Questa la fotografia dell’indagine pubblicata da Unionecamere Lombardia su credito e finanza aziendale nel II trimestre 2020, che offre segni di cauto ottimismo.

Nel secondo trimestre del 2020 gli imprenditori lombardi indicano un impatto ancora severo dell’emergenza sanitaria, anche se il quadro è in miglioramento rispetto ai primi tre mesi dell’anno. La percentuale di imprese che pensa di non riuscire a recuperare le perdite diminuisce di 8-10 punti, a seconda dei settori, rimanendo particolarmente elevata nell’artigianato (33%) e attestandosi invece su livelli inferiori per servizi (24%), commercio al dettaglio (21%) e industria (18%). Parallelamente aumenta la quota di quanti prevedono di recuperare le perdite entro un anno e quella relativa a chi dichiara di non avere avuto conseguenze negative.

Lo shock portato dal Covid-19 ha avuto un effetto dirompente sulla situazione finanziaria delle imprese: il livello di indebitamento è cresciuto rapidamente, interrompendo il processo di deleveraging degli ultimi anni che aveva portato le imprese a rafforzare la propria struttura patrimoniale. Nonostante l’attenuazione delle criticità rispetto ai primi mesi dell’epidemia, la percentuale di imprese con un rapporto tra mezzi terzi e mezzi propri inferiore a 1 scende significativamente rispetto al 2019, quando risultava superiore al 60%, e si attesta intorno al 55%.

Le principali fonti di finanziamento utilizzate dalle imprese nell’ultimo anno si confermano l’autofinanziamento e il credito bancario, ma aumenta notevolmente l’utilizzo di aiuti e contributi pubblici, richiesti da circa il 9% delle imprese lombarde con una punta del 12% per l’artigianato. I contributi pubblici hanno quindi svolto un ruolo importante per la tenuta del sistema imprenditoriale lombardo, che prevede di fare affidamento sul sostegno pubblico ancora più frequentemente nei prossimi sei mesi. Anche il maggior ricorso al credito commerciale ha rappresentato un’ancora di salvezza per molte imprese, soprattutto nel terziario (17% nel commercio e 11% nei servizi).

La principale spinta per il ricorso al credito viene da necessità di liquidità di cassa, motivazione che nel 2019 raccoglieva circa il 40-45% delle risposte e che ora rappresenta oltre il 60% dei casi. Tra le motivazioni rimangono però al secondo posto gli investimenti produttivi (49% per l’industria, 30% per l’artigianato, 28% per i servizi e 20% per il commercio al dettaglio) e in questo caso gioca un ruolo determinante la classe dimensionale: la quota che richiede prestiti finalizzati agli investimenti raggiunge il 62% per le imprese dell’industria con più di 200 addetti, mentre supera il 40% per le grandi imprese dei servizi e del commercio e per le imprese dell’artigianato manifatturiero con più di 10 addetti.

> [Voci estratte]
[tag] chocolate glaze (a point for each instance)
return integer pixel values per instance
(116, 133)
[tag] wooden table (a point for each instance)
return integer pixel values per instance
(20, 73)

> [Azione richiesta A] Secondo il testo sul credito delle imprese lombarde, quale percentuale di imprese dell'artigianato pensa di non riuscire a recuperare le perdite?
> [Azione richiesta B] Prosegui il testo sul credito e la finanza delle imprese lombarde dal punto in cui termina.

> [Risposta finale A] Il 33%.

> [Risposta finale B]
Con mesi interi di chiusura alle spalle, la liquidità disponibile risulta ormai insufficiente a sostenere le spese correnti per una quota delle imprese lombarde che va dal 33% dell’industria al 42-44% di servizi e commercio al dettaglio, fino al 50% dell’artigianato. L’impatto negativo del Covid-19 sulla situazione finanziaria è arrivato principalmente dai ritardi di pagamento dei clienti, soprattutto nei servizi (63%) e nell’industria (62%), mentre nell’artigianato questo problema ha riguardato un’impresa su due (50%). Nel commercio al dettaglio hanno invece pesato in misura maggiore i costi di adeguamento ai protocolli di sicurezza (38%), criticità che con percentuali lievemente inferiori ha coinvolto anche gli altri settori, e le spese di magazzino (28%).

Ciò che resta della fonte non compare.